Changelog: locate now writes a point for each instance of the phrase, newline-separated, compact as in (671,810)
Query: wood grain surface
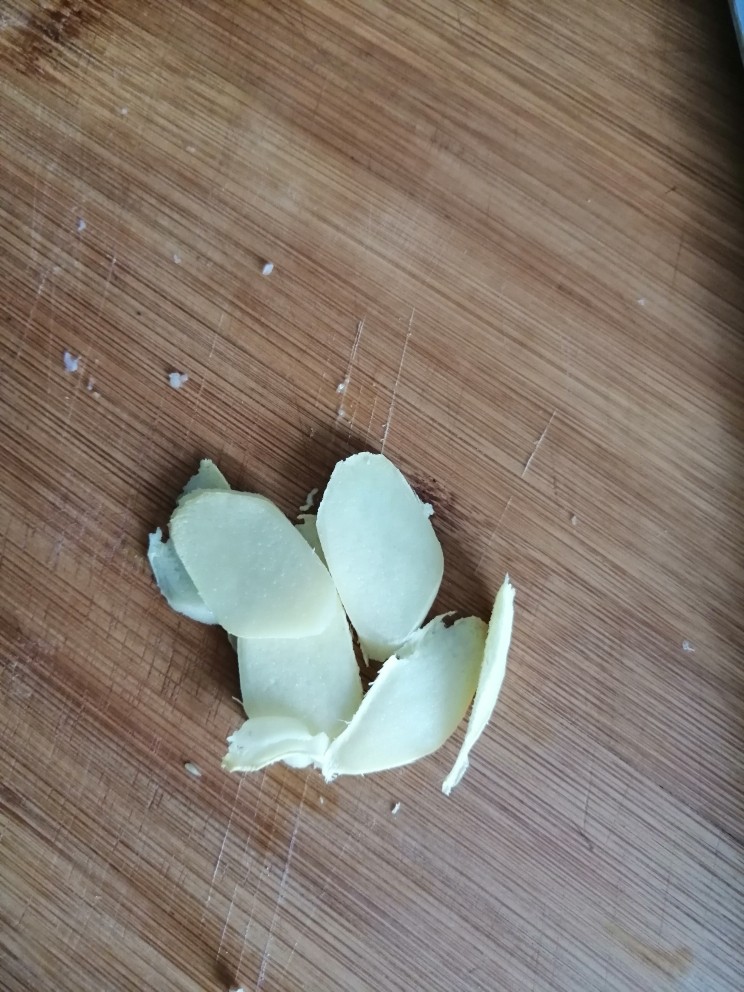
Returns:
(515,232)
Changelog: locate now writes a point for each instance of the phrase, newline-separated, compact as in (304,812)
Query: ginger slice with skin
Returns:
(167,568)
(381,550)
(314,679)
(490,680)
(415,703)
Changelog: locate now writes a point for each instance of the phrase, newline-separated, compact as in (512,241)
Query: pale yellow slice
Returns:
(265,740)
(251,567)
(314,679)
(173,580)
(167,568)
(381,550)
(208,476)
(415,703)
(490,680)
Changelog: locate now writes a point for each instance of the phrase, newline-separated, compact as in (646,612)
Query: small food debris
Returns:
(177,379)
(71,362)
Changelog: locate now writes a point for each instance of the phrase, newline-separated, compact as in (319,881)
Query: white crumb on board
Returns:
(71,362)
(309,500)
(177,379)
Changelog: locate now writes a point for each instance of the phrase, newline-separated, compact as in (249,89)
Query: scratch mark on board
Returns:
(537,445)
(281,895)
(344,384)
(396,384)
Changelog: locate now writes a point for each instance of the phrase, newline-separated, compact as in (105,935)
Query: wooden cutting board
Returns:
(508,246)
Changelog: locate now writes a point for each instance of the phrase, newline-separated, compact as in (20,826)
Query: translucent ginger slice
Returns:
(381,550)
(490,680)
(251,567)
(172,578)
(415,703)
(314,679)
(261,741)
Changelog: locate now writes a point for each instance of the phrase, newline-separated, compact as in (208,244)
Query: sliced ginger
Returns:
(234,559)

==========

BRIEF - Could you reproduce every one of the records above word for word, leaving out the pictures?

RESPONSE BELOW -
Changelog: locate now writes a point for each instance of the phrase, newline-separated, compact as in (671,810)
Query: wood grain surface
Returns:
(515,232)
Changelog: locate now writes a point for each instance of the phrase, newline-separated, compact as in (304,812)
Query: ginger slice with skin
Returns:
(167,568)
(381,550)
(314,679)
(490,680)
(415,703)
Changelog: locate now writes a point for each instance of the phrase, newline-separated, compact as in (512,241)
Query: pale yellow slice
Returns:
(265,740)
(251,567)
(314,679)
(173,580)
(167,568)
(381,550)
(208,476)
(415,703)
(490,680)
Changelog: locate now writes a point for each instance of the phrase, newline-separated, compact as in (646,612)
Query: small food debris
Returns:
(177,379)
(71,362)
Changelog: locate now writes a point for each instance of the phrase, newline-separated, compact as in (319,881)
Query: white crumb on board
Returns:
(71,362)
(309,500)
(177,379)
Changelog: locate now writes a point for each instance of the phrase, newline-separated, compact as in (249,89)
Query: scratch mark on board
Returns:
(537,445)
(281,895)
(344,384)
(396,384)
Changelog: locate now writes a point for each instance of the phrase, newline-separated, compact as in (105,935)
Query: wooden cutting board
Returns:
(508,246)
Changelog: locate now writes a point for each instance of the phrase, newline-separated, compact as in (20,826)
Query: translucent ginger slice
Returns:
(381,550)
(490,680)
(251,567)
(172,578)
(415,703)
(314,679)
(261,741)
Changelog: locate now writes a point for each instance of the phrase, newline-separated, compact as in (208,244)
Query: sliced ginger
Returns:
(234,559)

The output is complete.